Gather every line of the records below that contains the word "negative", and copy each of those lines in full.

▶ **PROVIDED RECORDS**
+++

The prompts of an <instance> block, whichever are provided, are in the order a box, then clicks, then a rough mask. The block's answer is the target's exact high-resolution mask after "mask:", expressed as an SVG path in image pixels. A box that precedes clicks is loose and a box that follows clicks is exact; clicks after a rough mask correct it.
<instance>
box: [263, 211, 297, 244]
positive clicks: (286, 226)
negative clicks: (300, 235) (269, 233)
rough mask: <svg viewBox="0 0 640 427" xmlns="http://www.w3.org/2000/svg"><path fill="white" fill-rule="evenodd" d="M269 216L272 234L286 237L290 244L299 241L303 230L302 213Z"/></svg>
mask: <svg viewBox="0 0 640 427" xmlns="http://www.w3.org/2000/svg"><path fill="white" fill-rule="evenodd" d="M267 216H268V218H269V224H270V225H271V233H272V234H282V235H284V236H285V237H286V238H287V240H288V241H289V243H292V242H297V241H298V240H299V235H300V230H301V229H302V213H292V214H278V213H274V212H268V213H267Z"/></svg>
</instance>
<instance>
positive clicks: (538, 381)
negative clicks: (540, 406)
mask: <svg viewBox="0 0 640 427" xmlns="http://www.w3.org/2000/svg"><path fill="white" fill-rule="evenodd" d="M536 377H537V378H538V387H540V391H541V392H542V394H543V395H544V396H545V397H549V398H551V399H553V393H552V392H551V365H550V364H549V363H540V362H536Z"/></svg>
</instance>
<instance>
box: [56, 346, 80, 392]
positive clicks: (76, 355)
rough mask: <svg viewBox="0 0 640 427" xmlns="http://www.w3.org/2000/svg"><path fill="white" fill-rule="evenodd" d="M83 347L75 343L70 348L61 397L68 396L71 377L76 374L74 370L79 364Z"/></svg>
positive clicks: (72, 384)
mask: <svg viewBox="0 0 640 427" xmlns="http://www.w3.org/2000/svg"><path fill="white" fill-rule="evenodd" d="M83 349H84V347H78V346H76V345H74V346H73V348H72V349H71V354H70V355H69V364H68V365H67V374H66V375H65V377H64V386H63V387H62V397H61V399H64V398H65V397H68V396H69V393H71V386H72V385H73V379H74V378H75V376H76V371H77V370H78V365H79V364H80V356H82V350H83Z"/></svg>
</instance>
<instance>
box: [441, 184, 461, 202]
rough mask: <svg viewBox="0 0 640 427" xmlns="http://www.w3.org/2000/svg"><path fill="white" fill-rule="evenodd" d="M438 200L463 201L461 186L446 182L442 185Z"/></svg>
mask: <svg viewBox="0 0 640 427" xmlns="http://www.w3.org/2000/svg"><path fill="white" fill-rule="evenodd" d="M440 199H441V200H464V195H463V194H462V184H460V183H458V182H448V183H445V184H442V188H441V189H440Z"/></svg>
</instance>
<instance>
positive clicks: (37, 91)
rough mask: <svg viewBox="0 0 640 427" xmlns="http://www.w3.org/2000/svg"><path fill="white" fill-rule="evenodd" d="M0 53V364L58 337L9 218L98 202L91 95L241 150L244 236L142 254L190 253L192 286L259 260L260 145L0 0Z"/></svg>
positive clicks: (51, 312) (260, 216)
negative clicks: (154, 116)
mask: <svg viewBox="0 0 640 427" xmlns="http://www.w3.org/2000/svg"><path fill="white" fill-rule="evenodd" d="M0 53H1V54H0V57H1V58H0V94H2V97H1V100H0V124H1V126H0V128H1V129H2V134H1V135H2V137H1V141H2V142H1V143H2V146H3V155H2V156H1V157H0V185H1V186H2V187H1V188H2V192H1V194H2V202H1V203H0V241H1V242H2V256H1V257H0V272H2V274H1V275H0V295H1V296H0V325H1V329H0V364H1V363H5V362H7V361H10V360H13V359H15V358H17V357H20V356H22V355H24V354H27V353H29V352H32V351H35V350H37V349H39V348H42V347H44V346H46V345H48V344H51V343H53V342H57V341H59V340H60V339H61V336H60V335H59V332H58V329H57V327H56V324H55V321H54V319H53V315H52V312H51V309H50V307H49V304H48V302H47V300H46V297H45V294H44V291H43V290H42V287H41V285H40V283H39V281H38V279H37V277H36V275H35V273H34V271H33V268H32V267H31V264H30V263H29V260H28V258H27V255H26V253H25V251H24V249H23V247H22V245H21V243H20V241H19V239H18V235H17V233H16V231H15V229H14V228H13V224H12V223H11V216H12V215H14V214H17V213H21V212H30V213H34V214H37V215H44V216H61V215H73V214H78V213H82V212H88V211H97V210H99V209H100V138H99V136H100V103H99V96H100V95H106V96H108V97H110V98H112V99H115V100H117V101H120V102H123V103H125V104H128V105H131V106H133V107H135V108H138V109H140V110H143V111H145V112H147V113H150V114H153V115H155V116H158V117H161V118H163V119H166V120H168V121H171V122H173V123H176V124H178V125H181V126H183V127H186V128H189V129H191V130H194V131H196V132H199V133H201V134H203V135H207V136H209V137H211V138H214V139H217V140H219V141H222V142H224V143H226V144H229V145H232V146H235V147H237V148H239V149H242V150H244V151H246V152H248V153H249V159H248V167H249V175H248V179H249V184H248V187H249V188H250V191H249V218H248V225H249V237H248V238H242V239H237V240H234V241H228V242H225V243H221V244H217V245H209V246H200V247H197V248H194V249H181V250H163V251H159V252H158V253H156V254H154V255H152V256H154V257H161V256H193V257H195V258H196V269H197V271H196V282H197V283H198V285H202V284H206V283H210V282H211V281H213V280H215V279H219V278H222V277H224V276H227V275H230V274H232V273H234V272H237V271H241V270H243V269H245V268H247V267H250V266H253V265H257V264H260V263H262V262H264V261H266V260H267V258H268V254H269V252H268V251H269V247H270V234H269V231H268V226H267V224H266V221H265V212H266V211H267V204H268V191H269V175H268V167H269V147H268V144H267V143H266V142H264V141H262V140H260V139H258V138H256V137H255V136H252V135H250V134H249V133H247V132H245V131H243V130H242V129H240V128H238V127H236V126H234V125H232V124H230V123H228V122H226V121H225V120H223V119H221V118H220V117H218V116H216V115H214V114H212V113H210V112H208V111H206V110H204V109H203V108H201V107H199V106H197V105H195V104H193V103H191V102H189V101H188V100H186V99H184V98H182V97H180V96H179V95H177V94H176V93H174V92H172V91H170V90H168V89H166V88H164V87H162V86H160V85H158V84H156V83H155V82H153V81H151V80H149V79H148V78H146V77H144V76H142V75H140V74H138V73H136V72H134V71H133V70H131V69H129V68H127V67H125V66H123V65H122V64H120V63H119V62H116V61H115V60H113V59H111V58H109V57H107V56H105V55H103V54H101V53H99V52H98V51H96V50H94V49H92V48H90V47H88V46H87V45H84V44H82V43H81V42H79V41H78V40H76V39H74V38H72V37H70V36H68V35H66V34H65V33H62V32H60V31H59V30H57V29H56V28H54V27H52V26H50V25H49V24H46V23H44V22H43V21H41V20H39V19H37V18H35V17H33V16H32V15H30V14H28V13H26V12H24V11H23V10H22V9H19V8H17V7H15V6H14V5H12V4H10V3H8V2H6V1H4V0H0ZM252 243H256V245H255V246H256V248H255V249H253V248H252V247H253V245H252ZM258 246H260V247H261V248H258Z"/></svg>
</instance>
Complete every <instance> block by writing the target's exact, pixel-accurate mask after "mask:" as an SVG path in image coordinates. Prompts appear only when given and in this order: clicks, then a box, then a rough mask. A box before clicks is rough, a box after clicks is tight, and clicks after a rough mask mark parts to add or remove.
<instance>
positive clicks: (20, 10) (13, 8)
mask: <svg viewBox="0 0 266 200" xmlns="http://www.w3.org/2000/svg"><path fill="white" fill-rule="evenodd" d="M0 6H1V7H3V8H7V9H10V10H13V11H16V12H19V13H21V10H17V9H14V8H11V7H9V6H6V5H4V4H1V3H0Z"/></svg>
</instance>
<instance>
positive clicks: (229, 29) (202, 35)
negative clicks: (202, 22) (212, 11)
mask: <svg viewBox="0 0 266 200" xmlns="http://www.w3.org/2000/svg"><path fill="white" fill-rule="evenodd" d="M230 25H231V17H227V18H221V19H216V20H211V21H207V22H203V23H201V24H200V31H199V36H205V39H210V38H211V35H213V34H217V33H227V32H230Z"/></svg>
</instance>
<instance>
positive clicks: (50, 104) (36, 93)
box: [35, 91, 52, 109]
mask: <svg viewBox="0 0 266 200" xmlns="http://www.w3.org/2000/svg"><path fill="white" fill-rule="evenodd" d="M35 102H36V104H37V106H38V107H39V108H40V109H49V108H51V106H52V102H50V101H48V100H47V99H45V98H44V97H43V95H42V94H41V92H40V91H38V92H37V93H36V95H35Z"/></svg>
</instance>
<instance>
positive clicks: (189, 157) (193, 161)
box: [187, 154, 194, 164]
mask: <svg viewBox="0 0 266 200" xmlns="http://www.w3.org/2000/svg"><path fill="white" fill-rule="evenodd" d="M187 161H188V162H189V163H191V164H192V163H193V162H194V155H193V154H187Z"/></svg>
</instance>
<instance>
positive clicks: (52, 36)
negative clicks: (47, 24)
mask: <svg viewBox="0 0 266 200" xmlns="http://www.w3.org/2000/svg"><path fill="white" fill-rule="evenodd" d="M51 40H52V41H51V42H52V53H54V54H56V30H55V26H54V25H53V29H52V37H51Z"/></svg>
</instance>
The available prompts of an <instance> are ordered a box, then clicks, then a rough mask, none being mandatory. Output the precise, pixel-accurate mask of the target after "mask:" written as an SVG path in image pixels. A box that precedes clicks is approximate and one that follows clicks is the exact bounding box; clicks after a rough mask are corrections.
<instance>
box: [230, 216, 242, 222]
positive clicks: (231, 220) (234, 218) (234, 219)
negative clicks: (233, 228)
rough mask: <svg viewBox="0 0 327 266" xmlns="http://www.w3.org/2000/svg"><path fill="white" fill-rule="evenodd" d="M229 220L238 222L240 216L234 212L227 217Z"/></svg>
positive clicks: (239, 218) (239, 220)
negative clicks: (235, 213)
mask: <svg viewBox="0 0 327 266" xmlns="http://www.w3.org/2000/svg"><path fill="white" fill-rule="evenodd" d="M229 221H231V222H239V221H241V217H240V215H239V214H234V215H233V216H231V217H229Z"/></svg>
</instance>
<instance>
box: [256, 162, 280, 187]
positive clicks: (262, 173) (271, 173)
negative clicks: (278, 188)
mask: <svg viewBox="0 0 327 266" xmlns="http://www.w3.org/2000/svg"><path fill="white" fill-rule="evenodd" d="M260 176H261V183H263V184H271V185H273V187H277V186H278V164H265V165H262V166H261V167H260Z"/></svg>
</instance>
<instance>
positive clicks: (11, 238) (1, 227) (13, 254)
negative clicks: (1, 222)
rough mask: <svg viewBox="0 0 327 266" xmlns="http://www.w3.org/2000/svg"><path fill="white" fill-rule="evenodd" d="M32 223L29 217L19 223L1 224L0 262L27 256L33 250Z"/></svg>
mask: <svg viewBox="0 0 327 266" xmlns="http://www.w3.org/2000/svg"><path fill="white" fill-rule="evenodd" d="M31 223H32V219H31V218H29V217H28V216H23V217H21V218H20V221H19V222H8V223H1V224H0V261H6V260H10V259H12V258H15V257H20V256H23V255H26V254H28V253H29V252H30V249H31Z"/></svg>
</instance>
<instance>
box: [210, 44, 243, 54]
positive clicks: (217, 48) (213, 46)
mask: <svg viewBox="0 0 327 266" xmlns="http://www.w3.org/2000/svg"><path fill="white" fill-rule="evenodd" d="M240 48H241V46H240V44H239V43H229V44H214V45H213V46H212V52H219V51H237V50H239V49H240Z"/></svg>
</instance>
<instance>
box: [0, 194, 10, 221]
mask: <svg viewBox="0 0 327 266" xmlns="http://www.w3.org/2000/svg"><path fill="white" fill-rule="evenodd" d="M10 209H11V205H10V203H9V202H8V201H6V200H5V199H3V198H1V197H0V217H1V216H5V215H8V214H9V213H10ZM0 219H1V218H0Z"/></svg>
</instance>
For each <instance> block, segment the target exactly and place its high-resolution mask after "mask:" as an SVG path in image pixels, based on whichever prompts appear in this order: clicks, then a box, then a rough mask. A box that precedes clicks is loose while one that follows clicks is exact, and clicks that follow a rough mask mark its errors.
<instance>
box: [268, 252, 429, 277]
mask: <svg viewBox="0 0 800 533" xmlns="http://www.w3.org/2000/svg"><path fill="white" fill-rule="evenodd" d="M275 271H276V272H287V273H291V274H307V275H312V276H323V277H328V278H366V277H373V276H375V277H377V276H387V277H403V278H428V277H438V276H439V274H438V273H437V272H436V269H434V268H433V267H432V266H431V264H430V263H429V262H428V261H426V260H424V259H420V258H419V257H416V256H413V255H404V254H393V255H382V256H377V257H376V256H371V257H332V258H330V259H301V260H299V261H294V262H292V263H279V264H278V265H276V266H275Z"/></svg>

+++

▶ **ANSWER TO THIS TASK**
negative clicks: (300, 235) (269, 233)
negative clicks: (540, 406)
negative clicks: (154, 116)
negative clicks: (202, 22) (212, 11)
negative clicks: (47, 24)
negative clicks: (233, 228)
negative clicks: (235, 213)
negative clicks: (278, 188)
negative clicks: (1, 222)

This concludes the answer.